= DIRECTIONS FOR THIS TASK =
What do the entries below say? Restate them word for word.

= TASK INPUT =

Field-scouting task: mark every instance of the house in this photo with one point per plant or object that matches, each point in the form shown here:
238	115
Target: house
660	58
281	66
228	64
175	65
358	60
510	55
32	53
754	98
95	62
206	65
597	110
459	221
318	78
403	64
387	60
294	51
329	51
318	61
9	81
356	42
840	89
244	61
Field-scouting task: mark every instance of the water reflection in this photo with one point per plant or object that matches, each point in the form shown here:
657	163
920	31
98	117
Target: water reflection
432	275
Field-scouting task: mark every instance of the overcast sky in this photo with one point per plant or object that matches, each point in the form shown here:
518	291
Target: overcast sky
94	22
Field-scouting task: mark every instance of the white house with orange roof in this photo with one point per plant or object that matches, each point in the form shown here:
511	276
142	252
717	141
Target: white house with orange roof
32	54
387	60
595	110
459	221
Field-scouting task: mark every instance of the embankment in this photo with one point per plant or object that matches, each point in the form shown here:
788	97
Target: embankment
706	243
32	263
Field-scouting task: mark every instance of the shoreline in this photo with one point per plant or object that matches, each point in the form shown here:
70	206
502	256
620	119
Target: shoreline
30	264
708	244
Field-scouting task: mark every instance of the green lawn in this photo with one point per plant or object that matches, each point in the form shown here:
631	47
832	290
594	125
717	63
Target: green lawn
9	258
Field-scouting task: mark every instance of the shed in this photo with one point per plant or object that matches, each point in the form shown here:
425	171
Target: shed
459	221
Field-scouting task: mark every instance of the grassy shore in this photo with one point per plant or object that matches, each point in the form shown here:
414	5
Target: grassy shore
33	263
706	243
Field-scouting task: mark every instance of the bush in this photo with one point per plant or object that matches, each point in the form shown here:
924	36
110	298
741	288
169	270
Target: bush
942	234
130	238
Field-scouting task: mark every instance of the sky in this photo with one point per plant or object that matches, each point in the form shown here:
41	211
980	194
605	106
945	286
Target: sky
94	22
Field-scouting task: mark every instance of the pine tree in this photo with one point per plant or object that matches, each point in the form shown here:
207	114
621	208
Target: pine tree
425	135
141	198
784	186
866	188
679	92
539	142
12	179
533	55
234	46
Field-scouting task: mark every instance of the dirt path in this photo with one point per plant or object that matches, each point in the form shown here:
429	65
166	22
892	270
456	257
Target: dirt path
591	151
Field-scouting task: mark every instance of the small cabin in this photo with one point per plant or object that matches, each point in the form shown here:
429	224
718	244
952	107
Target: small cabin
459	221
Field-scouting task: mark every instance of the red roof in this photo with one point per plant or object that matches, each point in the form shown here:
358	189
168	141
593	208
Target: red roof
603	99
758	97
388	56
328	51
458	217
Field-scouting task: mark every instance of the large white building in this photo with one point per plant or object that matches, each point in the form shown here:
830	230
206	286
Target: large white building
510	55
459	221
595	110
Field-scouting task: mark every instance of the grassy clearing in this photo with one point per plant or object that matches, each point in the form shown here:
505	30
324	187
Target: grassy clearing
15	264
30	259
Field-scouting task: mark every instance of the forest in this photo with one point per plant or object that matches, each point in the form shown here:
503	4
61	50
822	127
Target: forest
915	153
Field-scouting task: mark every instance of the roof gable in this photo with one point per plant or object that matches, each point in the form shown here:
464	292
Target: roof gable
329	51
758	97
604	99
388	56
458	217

= WORKED SOLUTION =
Field-scouting task: mark every instance of the house in this photo with one point per plant or object that matches, each point in the form shown here:
238	115
Target: house
660	58
281	66
228	64
175	65
358	60
510	55
32	53
754	98
95	62
206	65
597	110
459	221
318	78
403	64
387	60
294	51
329	51
318	61
9	81
356	42
840	89
244	61
Field-scouting task: mark every instance of the water reflection in this photo with one point per plant or object that matches, each point in the form shown here:
657	163
920	31
98	117
Target: water reflection
432	275
Field-scouting task: mark every instance of the overcast sky in this photo with one point per plant or object that matches, each point in the form shown here:
518	291
Target: overcast sky
94	22
Field-scouting task: mark every instance of the white house with orange roof in this photo with one point per plant or object that matches, each point in the form shown here:
511	276
142	252
717	141
Target: white house with orange roof
32	54
387	60
595	110
459	221
Field-scouting task: mark every instance of the embankment in this photo with one point per plant or object that matches, each point in the form shown here:
788	97
Target: embankment
706	243
32	263
Field-scouting task: mark every instance of the shoreline in this photo with one point per plant or object that matches, each point in the form shown here:
70	206
502	256
620	119
Target: shoreline
30	264
708	244
Field-scouting task: mark every instance of the green lawn in this photo with one point per plant or object that matches, each point in the form shown here:
631	47
832	290
594	125
717	63
Target: green lawn
9	258
Field-scouting task: mark every instance of the shed in this photo with one point per plant or object that matches, each point in the form shown here:
425	171
Target: shed
459	221
Field-scouting task: mark every instance of the grassy shore in this photo with one point per plant or object that matches, each point in the form shown here:
414	5
Target: grassy shore
33	263
706	243
Field-scouting task: mark every instance of the bush in this photo with one point per plant or object that matches, each point in the form shown here:
924	36
110	298
741	288
169	270
Target: bush
942	234
130	238
Field-scouting task: mark every instance of the sky in this photo with one point per plant or object that matches, each point in the form shown here:
41	211
980	194
605	106
945	286
Target: sky
94	22
Field-scouting task: mark every instance of the pine tree in this photo with one point per plant or object that matches, each point in the form shown here:
207	114
621	208
Target: pine tree
425	135
141	198
784	186
866	188
679	92
539	142
12	179
533	55
234	46
Field-scouting task: mark every instance of the dirt path in this photo with one point per plant or object that matches, each point in the form shown here:
429	65
166	22
892	270
456	257
Target: dirt path
591	151
Field-scouting task: mark every instance of the small cabin in this photo with one point per plant or object that matches, each point in the form shown here:
429	224
718	244
952	107
Target: small cabin
459	221
Field-scouting task: mark every instance of the red roof in this photo with one point per plant or object that matches, each point in the form shown here:
358	189
168	141
593	208
Target: red roof
603	99
758	97
388	56
328	51
458	217
Field-scouting task: mark every instance of the large white building in this photo with one point per plant or object that matches, each point in the form shown here:
830	230
206	286
Target: large white building
510	55
459	221
595	110
Field-scouting task: mark every instance of the grassy clearing in this photo with one point per plant or object that matches, each point in the form shown here:
505	30
324	187
Target: grassy clearing
15	264
30	259
Field-scouting task: mark every instance of the forest in this photo with one point per plant or object that matches, each point in the form shown here:
503	4
61	50
822	127
Target: forest
915	153
Field-scouting task: mark every instance of the roof gable in this photo with one point per plant or object that matches, each point in the form shown here:
464	292
Target: roof gable
329	51
758	97
604	99
388	56
458	217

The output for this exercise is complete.